*To be done:* Output the lines of the items below as a JSON list of strings, one string per line, starting at the line that contains "As a warehouse robot's perception module, locate halter cheek" and ending at the last line of the items, both included. Omit blank lines.

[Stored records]
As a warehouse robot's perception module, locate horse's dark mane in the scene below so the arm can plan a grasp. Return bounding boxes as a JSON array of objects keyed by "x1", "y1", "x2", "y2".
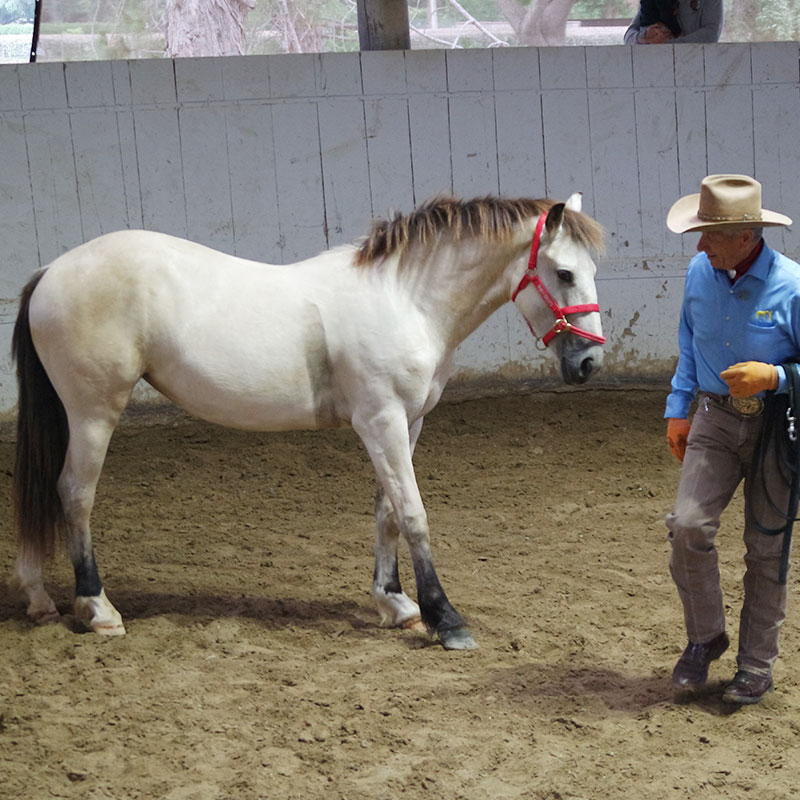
[{"x1": 355, "y1": 195, "x2": 604, "y2": 266}]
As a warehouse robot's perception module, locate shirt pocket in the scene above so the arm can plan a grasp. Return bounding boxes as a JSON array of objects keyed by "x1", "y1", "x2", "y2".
[{"x1": 742, "y1": 320, "x2": 790, "y2": 364}]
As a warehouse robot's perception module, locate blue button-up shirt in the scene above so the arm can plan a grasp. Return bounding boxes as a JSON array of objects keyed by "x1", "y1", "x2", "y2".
[{"x1": 664, "y1": 245, "x2": 800, "y2": 418}]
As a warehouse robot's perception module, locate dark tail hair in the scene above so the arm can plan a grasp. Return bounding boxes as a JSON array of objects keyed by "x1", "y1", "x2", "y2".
[{"x1": 11, "y1": 270, "x2": 69, "y2": 559}]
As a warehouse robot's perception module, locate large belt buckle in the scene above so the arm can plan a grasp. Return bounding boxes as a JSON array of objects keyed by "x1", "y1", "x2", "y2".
[{"x1": 728, "y1": 395, "x2": 764, "y2": 417}]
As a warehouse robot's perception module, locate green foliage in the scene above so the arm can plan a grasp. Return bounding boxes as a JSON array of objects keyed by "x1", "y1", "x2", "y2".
[
  {"x1": 570, "y1": 0, "x2": 639, "y2": 19},
  {"x1": 18, "y1": 0, "x2": 800, "y2": 60},
  {"x1": 0, "y1": 0, "x2": 35, "y2": 25}
]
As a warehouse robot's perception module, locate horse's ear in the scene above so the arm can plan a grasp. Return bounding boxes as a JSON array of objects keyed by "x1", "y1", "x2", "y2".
[
  {"x1": 566, "y1": 192, "x2": 583, "y2": 211},
  {"x1": 544, "y1": 203, "x2": 566, "y2": 235}
]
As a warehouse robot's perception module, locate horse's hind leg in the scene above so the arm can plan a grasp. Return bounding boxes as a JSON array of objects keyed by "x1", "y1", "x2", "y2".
[
  {"x1": 58, "y1": 417, "x2": 125, "y2": 636},
  {"x1": 9, "y1": 548, "x2": 61, "y2": 625}
]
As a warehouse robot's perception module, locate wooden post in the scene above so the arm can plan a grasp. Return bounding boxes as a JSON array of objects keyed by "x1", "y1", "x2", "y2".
[{"x1": 358, "y1": 0, "x2": 411, "y2": 50}]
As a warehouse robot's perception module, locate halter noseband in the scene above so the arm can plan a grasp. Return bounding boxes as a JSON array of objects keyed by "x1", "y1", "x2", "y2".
[{"x1": 511, "y1": 214, "x2": 606, "y2": 347}]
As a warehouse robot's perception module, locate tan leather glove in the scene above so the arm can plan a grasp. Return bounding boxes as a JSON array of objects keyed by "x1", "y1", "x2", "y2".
[
  {"x1": 720, "y1": 361, "x2": 778, "y2": 397},
  {"x1": 667, "y1": 417, "x2": 692, "y2": 461}
]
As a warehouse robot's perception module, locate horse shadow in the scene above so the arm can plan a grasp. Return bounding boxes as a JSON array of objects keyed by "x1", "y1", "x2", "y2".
[{"x1": 0, "y1": 585, "x2": 381, "y2": 633}]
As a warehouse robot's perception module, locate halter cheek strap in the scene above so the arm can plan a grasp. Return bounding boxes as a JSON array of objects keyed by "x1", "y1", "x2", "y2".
[{"x1": 511, "y1": 214, "x2": 606, "y2": 346}]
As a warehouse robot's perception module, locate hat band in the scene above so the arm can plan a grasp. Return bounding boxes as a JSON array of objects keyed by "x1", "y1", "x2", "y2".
[{"x1": 697, "y1": 211, "x2": 761, "y2": 222}]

*Exercise output:*
[
  "As a warehouse robot's perception module, locate halter cheek strap in the scene above so the arm can plan a grasp. Return bounding boxes as a JSON array of objects keyed by \"x1\", \"y1\", \"x2\", \"y2\".",
  "[{\"x1\": 511, \"y1\": 214, \"x2\": 606, \"y2\": 346}]",
  "As a warehouse robot's perception module, locate hat band in the scene above so the arm can plan a grasp. Return bounding boxes as a JSON array of objects keyed by \"x1\", \"y1\", \"x2\", \"y2\".",
  "[{\"x1\": 697, \"y1\": 211, \"x2\": 761, \"y2\": 222}]"
]